=== Data listing ===
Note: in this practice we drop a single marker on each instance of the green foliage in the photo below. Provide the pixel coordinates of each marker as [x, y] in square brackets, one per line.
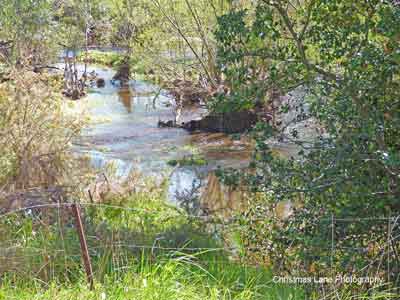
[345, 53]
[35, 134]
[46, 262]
--
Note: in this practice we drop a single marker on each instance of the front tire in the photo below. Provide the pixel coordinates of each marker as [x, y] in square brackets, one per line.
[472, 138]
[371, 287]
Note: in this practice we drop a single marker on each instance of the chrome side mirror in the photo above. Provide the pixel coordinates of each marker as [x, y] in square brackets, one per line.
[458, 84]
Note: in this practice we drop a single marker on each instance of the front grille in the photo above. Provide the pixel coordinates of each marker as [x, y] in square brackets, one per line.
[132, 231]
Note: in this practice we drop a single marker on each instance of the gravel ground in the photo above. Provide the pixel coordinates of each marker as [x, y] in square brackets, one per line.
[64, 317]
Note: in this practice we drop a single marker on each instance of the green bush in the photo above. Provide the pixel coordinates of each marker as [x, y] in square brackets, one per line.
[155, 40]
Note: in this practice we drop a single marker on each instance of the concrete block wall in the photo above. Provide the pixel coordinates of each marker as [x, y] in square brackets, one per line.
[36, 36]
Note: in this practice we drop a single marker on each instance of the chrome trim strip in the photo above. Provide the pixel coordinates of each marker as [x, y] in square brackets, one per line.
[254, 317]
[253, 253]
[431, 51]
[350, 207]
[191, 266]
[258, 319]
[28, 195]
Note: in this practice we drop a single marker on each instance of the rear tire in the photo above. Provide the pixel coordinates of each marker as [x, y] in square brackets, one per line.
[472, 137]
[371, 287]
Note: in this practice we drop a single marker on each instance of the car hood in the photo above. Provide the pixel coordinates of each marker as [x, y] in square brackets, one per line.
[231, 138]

=== Goal ===
Pull out each line of the material above that contains the string "front", copying every such line in full.

=== Written answer ===
Note: in this practice we drop a single marker on each instance of the front tire in the photo below. Provide the pixel coordinates of each marker as [x, y] in square brackets, one per line.
Note: in this practice we drop a single marker on each instance of the front grille in the photo above. Provide the pixel coordinates of each marker as [x, y] in square brackets, one per line.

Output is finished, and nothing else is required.